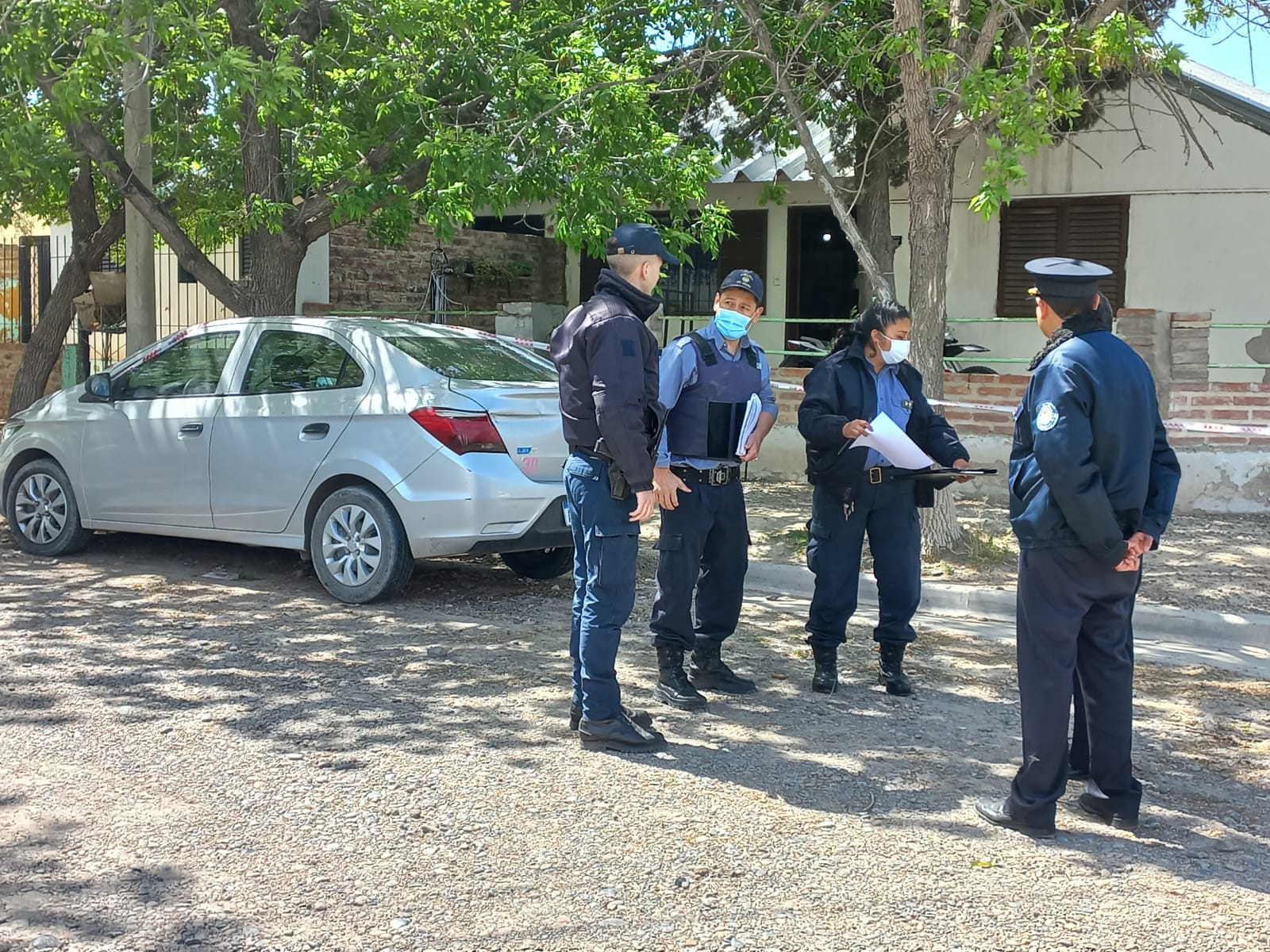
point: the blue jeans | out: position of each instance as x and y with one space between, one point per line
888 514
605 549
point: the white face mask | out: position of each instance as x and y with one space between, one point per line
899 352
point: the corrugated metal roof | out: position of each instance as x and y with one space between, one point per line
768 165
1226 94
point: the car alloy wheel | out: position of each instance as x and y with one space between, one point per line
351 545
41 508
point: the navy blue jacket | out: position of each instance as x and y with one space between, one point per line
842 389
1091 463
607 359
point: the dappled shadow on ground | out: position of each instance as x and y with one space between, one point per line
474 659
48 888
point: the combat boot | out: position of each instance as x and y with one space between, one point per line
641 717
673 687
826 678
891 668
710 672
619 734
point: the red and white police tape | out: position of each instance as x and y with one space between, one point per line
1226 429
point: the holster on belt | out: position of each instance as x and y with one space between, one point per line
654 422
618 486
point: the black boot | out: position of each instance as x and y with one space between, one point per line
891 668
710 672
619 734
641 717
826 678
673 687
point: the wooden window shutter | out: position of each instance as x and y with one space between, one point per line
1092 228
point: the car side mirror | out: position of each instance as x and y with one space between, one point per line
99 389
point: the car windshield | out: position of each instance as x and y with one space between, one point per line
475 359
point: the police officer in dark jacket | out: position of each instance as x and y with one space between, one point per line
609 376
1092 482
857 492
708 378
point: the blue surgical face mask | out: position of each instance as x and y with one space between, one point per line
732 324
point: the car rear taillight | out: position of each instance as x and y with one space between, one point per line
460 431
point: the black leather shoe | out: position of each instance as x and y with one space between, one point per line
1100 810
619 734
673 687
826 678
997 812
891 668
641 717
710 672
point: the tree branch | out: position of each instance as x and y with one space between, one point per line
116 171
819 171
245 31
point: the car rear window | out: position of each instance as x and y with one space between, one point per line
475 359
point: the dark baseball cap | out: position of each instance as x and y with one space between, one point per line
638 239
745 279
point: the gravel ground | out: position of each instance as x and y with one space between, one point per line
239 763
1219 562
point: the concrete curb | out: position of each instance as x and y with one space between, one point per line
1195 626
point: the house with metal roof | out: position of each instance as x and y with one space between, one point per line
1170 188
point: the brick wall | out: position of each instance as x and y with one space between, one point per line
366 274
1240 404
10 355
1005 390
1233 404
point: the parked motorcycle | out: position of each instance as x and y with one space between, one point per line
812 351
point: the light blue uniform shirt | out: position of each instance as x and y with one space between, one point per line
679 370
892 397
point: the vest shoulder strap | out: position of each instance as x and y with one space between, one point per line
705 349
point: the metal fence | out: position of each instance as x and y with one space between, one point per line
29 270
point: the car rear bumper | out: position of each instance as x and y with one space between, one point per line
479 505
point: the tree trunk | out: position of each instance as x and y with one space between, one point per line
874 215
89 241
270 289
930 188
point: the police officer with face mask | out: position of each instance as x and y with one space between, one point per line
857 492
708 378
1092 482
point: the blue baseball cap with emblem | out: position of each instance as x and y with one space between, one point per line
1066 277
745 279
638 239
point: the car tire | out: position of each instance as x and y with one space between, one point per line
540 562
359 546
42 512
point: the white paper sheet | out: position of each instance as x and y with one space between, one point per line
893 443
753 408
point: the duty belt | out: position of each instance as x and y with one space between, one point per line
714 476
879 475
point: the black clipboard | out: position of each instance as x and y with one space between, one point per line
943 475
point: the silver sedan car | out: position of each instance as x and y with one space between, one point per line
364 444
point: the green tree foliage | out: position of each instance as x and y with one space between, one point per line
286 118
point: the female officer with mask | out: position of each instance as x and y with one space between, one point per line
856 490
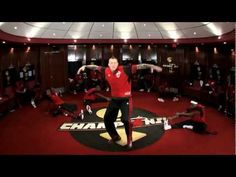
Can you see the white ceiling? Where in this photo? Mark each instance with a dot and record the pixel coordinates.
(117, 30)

...

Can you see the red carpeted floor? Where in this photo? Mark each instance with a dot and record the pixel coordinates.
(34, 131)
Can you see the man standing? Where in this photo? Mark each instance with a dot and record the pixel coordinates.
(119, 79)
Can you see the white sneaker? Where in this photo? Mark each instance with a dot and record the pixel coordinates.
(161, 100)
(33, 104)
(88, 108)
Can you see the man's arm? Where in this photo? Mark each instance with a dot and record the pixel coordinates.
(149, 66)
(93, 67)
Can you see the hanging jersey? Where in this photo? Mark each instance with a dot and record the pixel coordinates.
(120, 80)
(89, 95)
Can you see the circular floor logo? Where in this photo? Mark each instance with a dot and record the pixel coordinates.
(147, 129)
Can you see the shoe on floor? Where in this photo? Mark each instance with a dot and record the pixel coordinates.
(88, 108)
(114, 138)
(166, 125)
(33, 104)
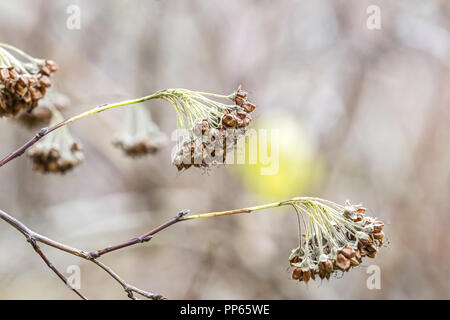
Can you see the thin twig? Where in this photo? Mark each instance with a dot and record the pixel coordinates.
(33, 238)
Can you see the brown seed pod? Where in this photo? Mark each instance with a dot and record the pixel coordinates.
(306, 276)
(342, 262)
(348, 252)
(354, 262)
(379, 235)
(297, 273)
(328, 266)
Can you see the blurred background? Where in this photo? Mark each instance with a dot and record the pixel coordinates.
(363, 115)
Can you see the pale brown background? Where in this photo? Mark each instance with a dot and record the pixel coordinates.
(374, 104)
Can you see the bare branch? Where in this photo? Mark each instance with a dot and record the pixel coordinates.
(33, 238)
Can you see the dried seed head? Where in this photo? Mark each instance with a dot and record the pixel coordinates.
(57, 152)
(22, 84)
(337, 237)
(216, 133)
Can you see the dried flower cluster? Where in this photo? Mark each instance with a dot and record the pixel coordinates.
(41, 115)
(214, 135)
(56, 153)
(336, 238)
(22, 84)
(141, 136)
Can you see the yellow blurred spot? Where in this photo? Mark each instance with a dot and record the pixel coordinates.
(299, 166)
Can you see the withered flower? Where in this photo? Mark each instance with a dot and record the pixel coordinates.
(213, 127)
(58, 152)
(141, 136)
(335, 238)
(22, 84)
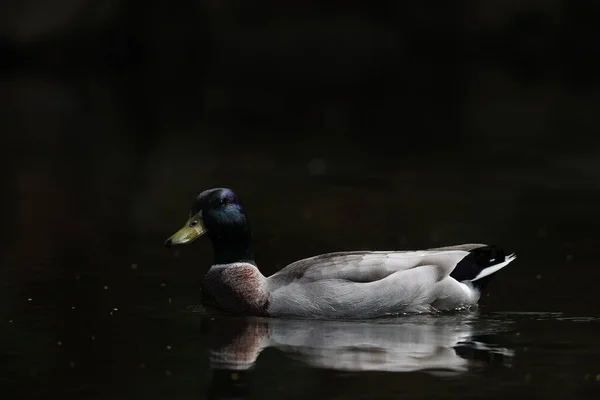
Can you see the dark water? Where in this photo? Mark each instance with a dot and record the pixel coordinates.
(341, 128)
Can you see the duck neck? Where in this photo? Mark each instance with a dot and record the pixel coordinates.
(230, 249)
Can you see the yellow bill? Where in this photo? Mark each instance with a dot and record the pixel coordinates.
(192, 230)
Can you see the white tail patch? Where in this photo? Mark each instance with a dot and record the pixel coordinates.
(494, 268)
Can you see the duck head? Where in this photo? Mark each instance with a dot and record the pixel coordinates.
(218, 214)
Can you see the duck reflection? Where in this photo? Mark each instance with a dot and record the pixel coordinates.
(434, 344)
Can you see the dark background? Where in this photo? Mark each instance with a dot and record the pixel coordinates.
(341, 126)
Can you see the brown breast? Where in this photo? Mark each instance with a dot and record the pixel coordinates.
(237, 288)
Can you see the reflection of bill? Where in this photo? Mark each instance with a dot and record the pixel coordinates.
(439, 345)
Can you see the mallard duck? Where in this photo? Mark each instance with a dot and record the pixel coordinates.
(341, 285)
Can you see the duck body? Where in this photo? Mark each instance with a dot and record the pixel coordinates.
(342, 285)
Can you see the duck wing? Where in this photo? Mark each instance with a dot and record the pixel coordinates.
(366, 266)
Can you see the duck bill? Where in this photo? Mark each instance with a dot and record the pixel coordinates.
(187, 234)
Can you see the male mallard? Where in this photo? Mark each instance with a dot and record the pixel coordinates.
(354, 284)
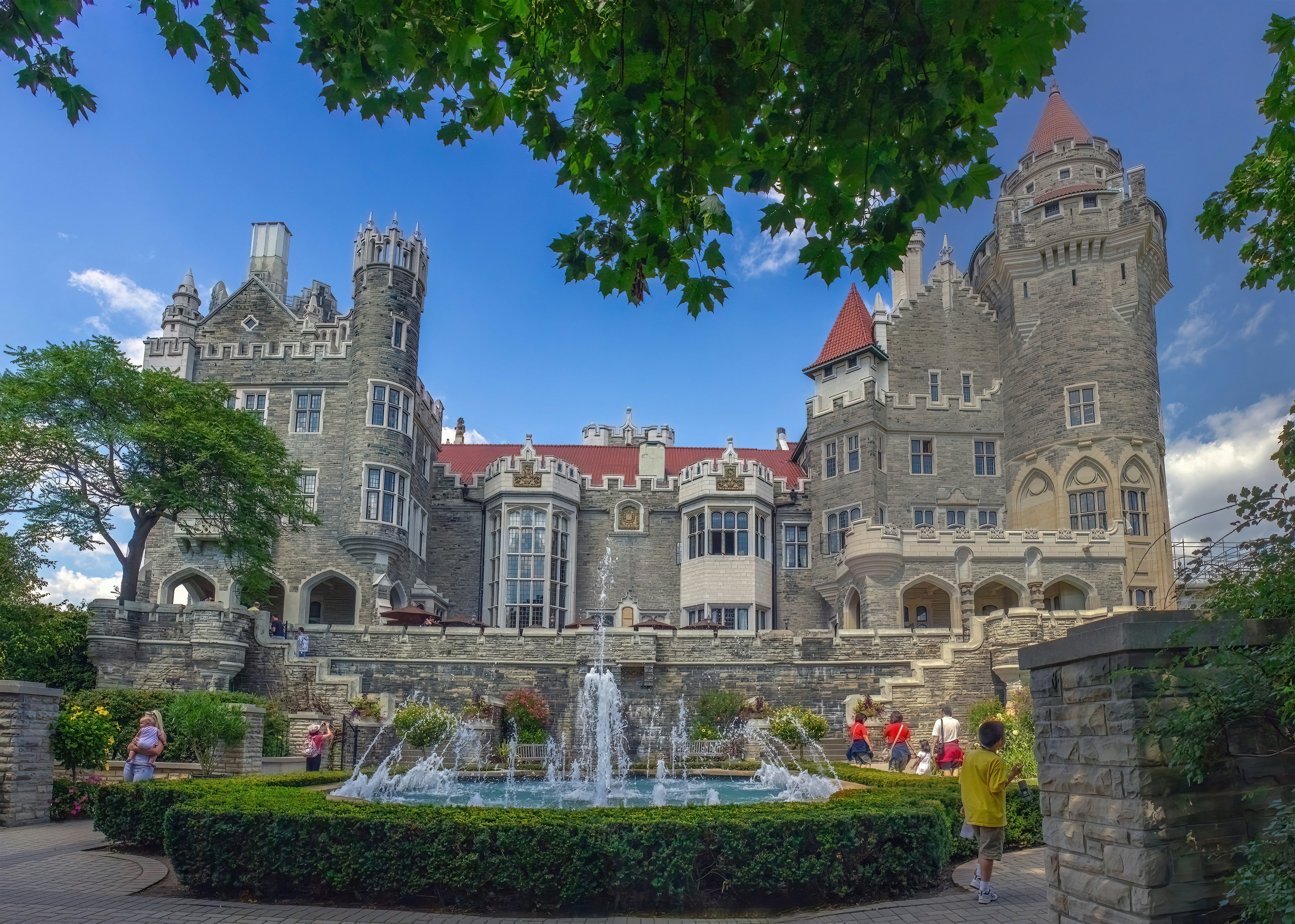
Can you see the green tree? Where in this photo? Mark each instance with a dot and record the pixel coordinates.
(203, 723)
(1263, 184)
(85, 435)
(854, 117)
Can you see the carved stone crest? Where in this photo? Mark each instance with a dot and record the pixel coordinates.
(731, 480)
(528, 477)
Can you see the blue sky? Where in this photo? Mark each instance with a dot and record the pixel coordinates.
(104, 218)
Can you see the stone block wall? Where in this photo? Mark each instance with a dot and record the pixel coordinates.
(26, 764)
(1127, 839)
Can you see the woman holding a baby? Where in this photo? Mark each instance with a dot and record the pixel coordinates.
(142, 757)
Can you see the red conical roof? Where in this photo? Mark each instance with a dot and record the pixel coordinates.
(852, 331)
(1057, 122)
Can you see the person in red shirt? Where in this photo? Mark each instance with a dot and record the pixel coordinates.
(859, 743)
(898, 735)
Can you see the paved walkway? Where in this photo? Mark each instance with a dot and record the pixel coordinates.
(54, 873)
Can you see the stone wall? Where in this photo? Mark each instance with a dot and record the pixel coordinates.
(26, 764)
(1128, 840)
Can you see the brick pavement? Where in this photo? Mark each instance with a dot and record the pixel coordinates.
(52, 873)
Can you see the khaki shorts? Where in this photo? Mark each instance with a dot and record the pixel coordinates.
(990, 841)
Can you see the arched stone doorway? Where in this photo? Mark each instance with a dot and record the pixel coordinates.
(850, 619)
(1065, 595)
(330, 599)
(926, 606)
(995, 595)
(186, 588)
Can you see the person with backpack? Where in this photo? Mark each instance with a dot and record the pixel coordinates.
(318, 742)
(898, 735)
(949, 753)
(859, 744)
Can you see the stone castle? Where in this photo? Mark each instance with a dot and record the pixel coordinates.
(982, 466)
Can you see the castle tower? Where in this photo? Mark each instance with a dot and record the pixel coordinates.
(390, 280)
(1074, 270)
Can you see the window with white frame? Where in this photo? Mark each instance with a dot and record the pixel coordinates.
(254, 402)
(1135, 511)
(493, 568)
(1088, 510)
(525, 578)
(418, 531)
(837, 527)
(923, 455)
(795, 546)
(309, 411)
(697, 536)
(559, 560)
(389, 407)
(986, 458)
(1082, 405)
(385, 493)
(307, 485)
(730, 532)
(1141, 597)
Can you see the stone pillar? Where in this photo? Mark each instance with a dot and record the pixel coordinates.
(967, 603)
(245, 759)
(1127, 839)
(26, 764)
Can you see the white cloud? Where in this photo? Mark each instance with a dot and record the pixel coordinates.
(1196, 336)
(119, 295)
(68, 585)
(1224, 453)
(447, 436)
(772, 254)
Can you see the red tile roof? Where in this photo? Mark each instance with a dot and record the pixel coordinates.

Your goal
Produce only the lines from the line containing "Can you see the stone wall?" through the line containing "Can you see the red tile", inclusive of both, exactly as they stand in the entries above.

Response box
Can you see the stone wall? Where in this photo? Mark each instance with a dot and record the pixel coordinates.
(26, 764)
(1128, 840)
Can you see the brick pavement? Where in this photo? Mark each instance with a dot and record the pixel coordinates.
(52, 873)
Can you see the khaki shorts? Where in this photo? Mark each instance with a dot and record the pixel coordinates.
(990, 841)
Can you see the arched stone doorway? Where in this photo? Mark each instance with a dot and record the pixel coordinates.
(850, 619)
(1065, 595)
(330, 599)
(926, 606)
(995, 595)
(186, 588)
Can you see the person with backpack? Where in this photo? Mark each instance with a dot and record the pixel coordinates.
(318, 742)
(898, 735)
(949, 753)
(859, 744)
Can you see the stone castle? Where in this photo? Mark each instance with a dot and record the pixel coordinates.
(982, 466)
Can you see the castle tower? Where in this photo? Mark each instance with a dot and record the pixel coordinates.
(390, 280)
(1074, 270)
Can you see the window with white frame? Where in this photo? Mark each instance with a dot and record the pixel coordinates.
(254, 402)
(1135, 511)
(493, 568)
(1088, 510)
(525, 578)
(418, 531)
(837, 527)
(923, 455)
(795, 546)
(309, 411)
(697, 536)
(559, 560)
(389, 407)
(986, 458)
(1082, 405)
(385, 493)
(307, 485)
(730, 532)
(1141, 597)
Can you see the stone pillar? Where in this photo? Mark each instance with a dot and record the pixel coordinates.
(967, 603)
(245, 759)
(1127, 839)
(26, 764)
Can you see the white cloud? Where in this photo? Mark each instance with a dot and record the pixel coordinates.
(1196, 336)
(119, 295)
(68, 585)
(1224, 453)
(447, 436)
(772, 254)
Can you see the red tile roof? Where in this photo? Mark each instance with a dot and record the pixel coordinates.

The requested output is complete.